Assignment: All entries are to be transcribed verbatim, but images are not carried over.

Segment Start: Source material

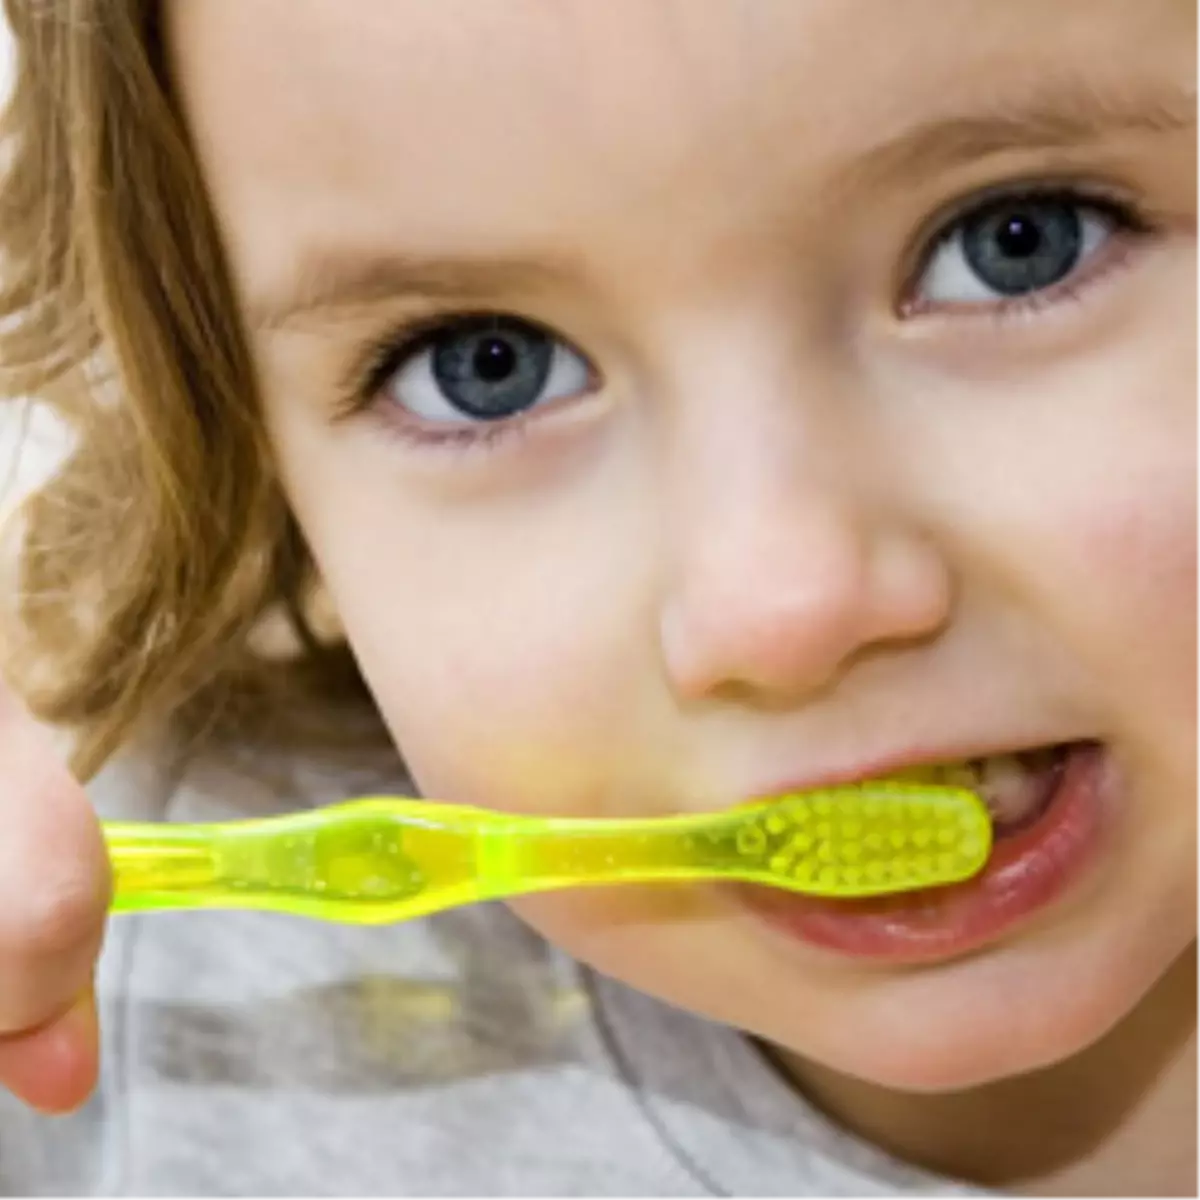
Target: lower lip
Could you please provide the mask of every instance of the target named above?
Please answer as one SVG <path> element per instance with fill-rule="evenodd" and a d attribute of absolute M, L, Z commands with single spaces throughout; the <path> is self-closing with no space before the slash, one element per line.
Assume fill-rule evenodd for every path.
<path fill-rule="evenodd" d="M 826 950 L 891 963 L 958 957 L 1000 938 L 1085 873 L 1096 857 L 1112 788 L 1103 748 L 1072 748 L 1045 812 L 997 837 L 987 866 L 965 883 L 851 901 L 749 884 L 729 890 L 771 928 Z"/>

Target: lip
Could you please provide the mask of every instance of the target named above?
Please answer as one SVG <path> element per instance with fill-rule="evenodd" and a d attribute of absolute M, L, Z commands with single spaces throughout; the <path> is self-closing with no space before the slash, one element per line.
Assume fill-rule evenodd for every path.
<path fill-rule="evenodd" d="M 1071 735 L 1059 738 L 1056 745 L 1074 745 L 1083 742 L 1082 737 Z M 782 783 L 772 783 L 755 788 L 752 799 L 773 800 L 777 796 L 792 792 L 812 791 L 815 788 L 839 787 L 847 783 L 861 783 L 864 779 L 885 779 L 902 776 L 905 772 L 927 767 L 945 766 L 948 763 L 969 762 L 971 759 L 995 758 L 1000 755 L 1019 754 L 1024 750 L 1036 749 L 1039 745 L 1050 745 L 1036 735 L 1021 740 L 1010 738 L 1004 742 L 984 745 L 979 742 L 964 743 L 957 747 L 933 749 L 919 747 L 911 750 L 894 751 L 871 759 L 858 759 L 852 764 L 836 764 L 807 775 L 792 776 Z M 1094 743 L 1088 743 L 1089 745 Z"/>
<path fill-rule="evenodd" d="M 1028 922 L 1088 873 L 1117 790 L 1108 750 L 1074 743 L 1044 811 L 997 837 L 987 866 L 964 883 L 851 901 L 751 884 L 721 890 L 772 931 L 843 956 L 894 965 L 960 957 Z"/>

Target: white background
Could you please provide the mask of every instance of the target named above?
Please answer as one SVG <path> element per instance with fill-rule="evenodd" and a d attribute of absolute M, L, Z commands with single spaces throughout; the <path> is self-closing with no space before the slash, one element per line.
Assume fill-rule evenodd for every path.
<path fill-rule="evenodd" d="M 0 104 L 8 96 L 12 73 L 12 39 L 0 15 Z M 29 416 L 25 404 L 0 403 L 0 515 L 17 494 L 44 475 L 54 460 L 57 439 L 45 421 L 36 422 L 29 436 L 20 436 L 29 424 Z"/>

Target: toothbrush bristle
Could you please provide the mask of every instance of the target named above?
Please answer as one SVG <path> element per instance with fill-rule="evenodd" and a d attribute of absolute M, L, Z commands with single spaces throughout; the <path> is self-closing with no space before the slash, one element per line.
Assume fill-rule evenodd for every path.
<path fill-rule="evenodd" d="M 737 849 L 777 886 L 877 896 L 969 879 L 987 861 L 991 823 L 969 791 L 859 784 L 764 805 L 739 830 Z"/>

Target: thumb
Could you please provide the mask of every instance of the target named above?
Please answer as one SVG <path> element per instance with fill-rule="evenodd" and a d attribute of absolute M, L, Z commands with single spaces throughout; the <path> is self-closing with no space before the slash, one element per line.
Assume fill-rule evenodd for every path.
<path fill-rule="evenodd" d="M 89 988 L 54 1020 L 0 1037 L 0 1086 L 42 1112 L 70 1112 L 96 1086 L 99 1050 L 96 1003 Z"/>

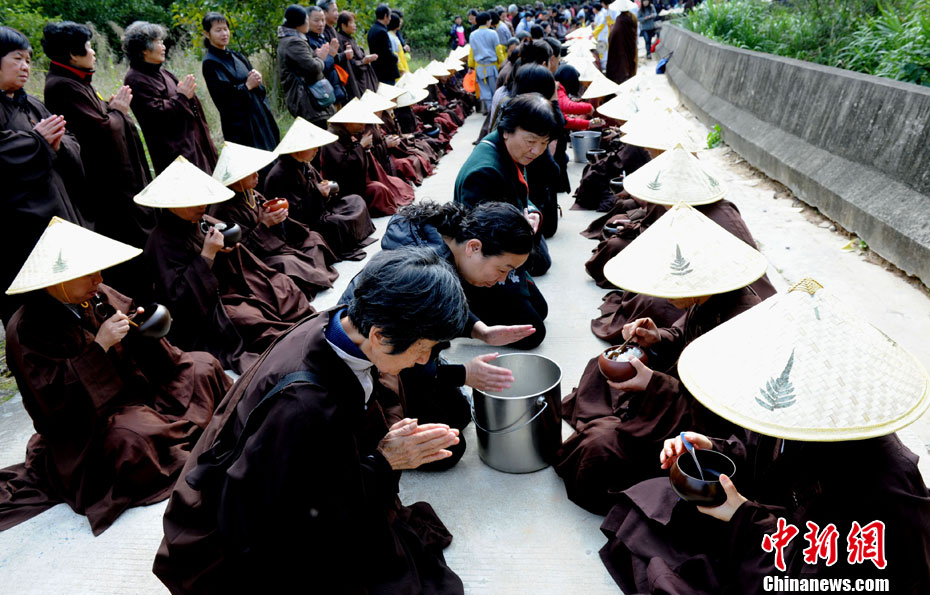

Segment End: Source material

Written solution:
Target: lower lip
Could you please provide the mask of every instance of the target named above?
Please answer as one SVG <path> element per instance with fill-rule="evenodd" and a d attribute of absolute M, L, Z commands with single spaces throughout; the <path> is self-closing with no space before the slash, one element per line.
Assume fill-rule evenodd for every path.
<path fill-rule="evenodd" d="M 826 950 L 891 963 L 958 957 L 1000 938 L 1085 873 L 1096 857 L 1112 788 L 1103 748 L 1072 748 L 1045 812 L 997 837 L 987 866 L 965 883 L 851 901 L 749 884 L 729 890 L 771 928 Z"/>

Target: lip
Could you please provide the mask of every instance of the target named above?
Please answer as one SVG <path> element per instance with fill-rule="evenodd" and a d attribute of absolute M, L, Z commands with single spaces throughout; the <path> is self-closing with no space before the slash, one element per line.
Assume fill-rule evenodd for every path.
<path fill-rule="evenodd" d="M 1071 735 L 1059 738 L 1056 745 L 1074 745 L 1083 742 L 1082 737 Z M 782 783 L 772 783 L 755 788 L 752 799 L 773 800 L 777 796 L 792 792 L 812 791 L 815 788 L 839 787 L 847 783 L 861 783 L 864 779 L 885 779 L 902 776 L 905 772 L 927 767 L 945 766 L 948 763 L 969 762 L 971 759 L 995 758 L 1000 755 L 1019 754 L 1024 750 L 1036 749 L 1039 745 L 1050 745 L 1036 735 L 1021 740 L 1010 738 L 1004 742 L 984 745 L 979 742 L 964 743 L 957 747 L 933 749 L 919 747 L 911 750 L 894 751 L 871 759 L 858 759 L 852 764 L 836 764 L 807 775 L 792 776 Z M 1094 743 L 1088 743 L 1089 745 Z"/>
<path fill-rule="evenodd" d="M 1028 922 L 1088 873 L 1117 790 L 1108 750 L 1074 743 L 1044 811 L 997 837 L 987 866 L 964 883 L 851 901 L 751 884 L 721 890 L 772 931 L 843 956 L 894 965 L 960 957 Z"/>

Target: white background
Could you please provide the mask of every instance of the target named above?
Please answer as one SVG <path> element per instance with fill-rule="evenodd" and a d attribute of absolute M, L, Z commands with single spaces throughout; the <path> is self-closing with no space before the slash, one element per line.
Assume fill-rule evenodd for every path.
<path fill-rule="evenodd" d="M 0 104 L 8 96 L 12 73 L 12 39 L 0 15 Z M 29 416 L 25 404 L 0 403 L 0 515 L 17 494 L 44 475 L 54 460 L 57 439 L 45 421 L 36 422 L 29 436 L 20 436 L 29 424 Z"/>

Target: toothbrush bristle
Could you please provide the mask of every instance of the target named above?
Please answer as one SVG <path> element per instance with fill-rule="evenodd" and a d attribute of absolute M, L, Z commands with single spaces throughout; the <path> is self-closing with no space before the slash, one element per line.
Assume fill-rule evenodd for every path.
<path fill-rule="evenodd" d="M 737 849 L 777 886 L 877 896 L 969 879 L 987 861 L 991 823 L 969 791 L 859 784 L 764 805 L 739 830 Z"/>

Target: thumb
Could you please provide the mask of every instance of the target named above?
Please answer as one SVG <path> element per instance with fill-rule="evenodd" and a d attribute of absolute M, L, Z commands with single spaces throughout; the <path> is self-closing with no space before the slash, one element per line.
Assume fill-rule evenodd for every path.
<path fill-rule="evenodd" d="M 89 988 L 54 1020 L 0 1037 L 0 1086 L 42 1112 L 70 1112 L 96 1086 L 99 1050 L 96 1003 Z"/>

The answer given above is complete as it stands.